*Task requirements:*
Precise copying is required. Return the data below in full.

[Entries provided]

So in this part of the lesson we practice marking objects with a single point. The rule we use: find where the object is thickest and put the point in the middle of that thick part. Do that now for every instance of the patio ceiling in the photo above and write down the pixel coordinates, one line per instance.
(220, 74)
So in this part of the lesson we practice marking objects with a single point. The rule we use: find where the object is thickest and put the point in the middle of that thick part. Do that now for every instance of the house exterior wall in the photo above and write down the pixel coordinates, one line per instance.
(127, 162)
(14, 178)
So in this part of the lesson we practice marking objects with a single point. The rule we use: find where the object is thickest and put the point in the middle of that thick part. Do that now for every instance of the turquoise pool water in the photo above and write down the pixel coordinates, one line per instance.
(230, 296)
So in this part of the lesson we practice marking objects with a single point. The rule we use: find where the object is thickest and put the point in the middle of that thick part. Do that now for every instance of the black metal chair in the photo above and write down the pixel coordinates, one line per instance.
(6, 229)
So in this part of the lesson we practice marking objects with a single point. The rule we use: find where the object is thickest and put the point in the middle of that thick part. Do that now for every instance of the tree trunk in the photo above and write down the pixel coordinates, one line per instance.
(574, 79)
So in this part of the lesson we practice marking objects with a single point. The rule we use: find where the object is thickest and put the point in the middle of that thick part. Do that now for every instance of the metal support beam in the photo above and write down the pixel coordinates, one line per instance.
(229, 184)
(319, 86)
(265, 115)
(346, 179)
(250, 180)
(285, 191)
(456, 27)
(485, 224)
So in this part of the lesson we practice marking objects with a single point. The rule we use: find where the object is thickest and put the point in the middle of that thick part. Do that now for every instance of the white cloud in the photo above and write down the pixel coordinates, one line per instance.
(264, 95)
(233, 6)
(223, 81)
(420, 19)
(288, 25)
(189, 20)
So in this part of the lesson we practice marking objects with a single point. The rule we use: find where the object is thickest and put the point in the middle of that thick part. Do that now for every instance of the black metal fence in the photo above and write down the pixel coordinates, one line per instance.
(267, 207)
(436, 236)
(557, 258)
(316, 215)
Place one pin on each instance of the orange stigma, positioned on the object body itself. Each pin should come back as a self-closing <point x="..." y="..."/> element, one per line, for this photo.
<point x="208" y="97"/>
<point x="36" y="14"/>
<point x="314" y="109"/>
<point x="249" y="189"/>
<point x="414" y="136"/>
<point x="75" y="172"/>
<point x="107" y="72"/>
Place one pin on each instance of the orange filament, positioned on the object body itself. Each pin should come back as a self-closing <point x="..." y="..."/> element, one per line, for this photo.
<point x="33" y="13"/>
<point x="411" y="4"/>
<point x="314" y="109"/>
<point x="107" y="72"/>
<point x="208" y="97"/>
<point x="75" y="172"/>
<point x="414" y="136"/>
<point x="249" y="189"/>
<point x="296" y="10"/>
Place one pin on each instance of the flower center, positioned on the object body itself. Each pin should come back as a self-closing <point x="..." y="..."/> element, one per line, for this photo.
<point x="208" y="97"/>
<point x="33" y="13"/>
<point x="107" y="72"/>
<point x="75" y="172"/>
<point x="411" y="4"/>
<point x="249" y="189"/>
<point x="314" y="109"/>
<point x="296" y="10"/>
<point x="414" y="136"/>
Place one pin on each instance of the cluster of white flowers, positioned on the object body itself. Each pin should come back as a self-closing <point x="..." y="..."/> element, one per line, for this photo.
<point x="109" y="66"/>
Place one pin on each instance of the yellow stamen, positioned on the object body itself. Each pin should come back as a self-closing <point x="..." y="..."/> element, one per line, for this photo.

[/Entries provided]

*Solution for this exercise:*
So in this part of the lesson we practice marking objects with a single point. The rule we use: find where the object is thickest and put the point in the middle of that thick part. Do that now for every instance of the patio ceiling in the photo above and write down the pixel coordinates, one line per instance.
(220, 74)
So in this part of the lesson we practice marking objects with a single point. The rule we use: find where the object is thickest and put the point in the middle of that thick part. Do that now for every instance of the house exterior wall in the photo above and write down the pixel coordinates, one line per instance.
(127, 162)
(14, 178)
So in this part of the lesson we practice marking objects with a single point. The rule we use: find where the object is thickest and put the point in the middle of that thick part. Do that now for every instance of the turquoise pool water in the photo above and write down the pixel coordinates, one line per instance.
(230, 296)
So in this part of the lesson we practice marking objects with a single point. The rule we use: find where the object is thickest and put the point in the middle of that thick part. Do that now for every instance of the black metal chair in the photo above and write down the pixel coordinates, one line per instance.
(6, 229)
So in this part of the lesson we practice marking objects with a single point. The rule we use: find where the object is thickest and put the point in the middle of that thick part. Do that now for every instance of the tree trunk in the photo above and write down the pixel coordinates, one line per instance.
(574, 79)
So in this part of the lesson we practice marking objects with a single point. The rule we use: find where the object is thickest and put the point in the middle of that thick part. Do that now for every instance of the metal support beam in the photo above and write down the pixel coordinates, one line per instance.
(229, 184)
(319, 86)
(265, 115)
(346, 179)
(250, 180)
(285, 191)
(456, 27)
(485, 224)
So in this part of the lesson we practice marking objects with a single point. The rule we use: find where the object is thickest and put the point in the middle of that thick part. Do that now for every instance of the white cloud in the photo above and write down the pixel coordinates, one line per instance.
(264, 95)
(233, 6)
(223, 81)
(420, 19)
(288, 25)
(189, 20)
So in this part of the lesson we practice marking objects with a single point. The rule we use: find where the object is thickest and put the point in the middle of that thick part. Do that now for every instance of the black metal fence in the photo above and write down the pixel coordinates, one line per instance.
(267, 207)
(436, 236)
(557, 258)
(316, 215)
Place one pin on each instance of the orange stigma, positioned on the object body itself. Each pin should come back as a self-closing <point x="..." y="..."/> element, one per line, for this photo.
<point x="208" y="97"/>
<point x="36" y="14"/>
<point x="314" y="109"/>
<point x="249" y="189"/>
<point x="414" y="136"/>
<point x="75" y="172"/>
<point x="107" y="72"/>
Place one pin on each instance of the orange filament, positioned on the object body itself. Each pin should come back as a self-closing <point x="..." y="..."/> element, one per line, for this photo.
<point x="33" y="13"/>
<point x="411" y="4"/>
<point x="314" y="109"/>
<point x="107" y="72"/>
<point x="208" y="97"/>
<point x="75" y="172"/>
<point x="414" y="136"/>
<point x="249" y="189"/>
<point x="296" y="10"/>
Place one pin on each instance of the flower center, positioned on the object body itself. Each pin should come back as a self-closing <point x="..." y="..."/> element, one per line, for this photo.
<point x="208" y="97"/>
<point x="33" y="13"/>
<point x="107" y="72"/>
<point x="75" y="172"/>
<point x="411" y="4"/>
<point x="249" y="189"/>
<point x="314" y="109"/>
<point x="296" y="10"/>
<point x="414" y="136"/>
Place one pin on each instance of the cluster of white flowers, positioned on the object body itself. Each pin should come back as a self-closing <point x="..." y="..."/> element, one per line, for this photo.
<point x="109" y="66"/>
Place one pin on each instance of the yellow stamen, positioned on the object body itself. Each pin should come back as a self-closing <point x="..." y="..."/> element, one per line, for this photo.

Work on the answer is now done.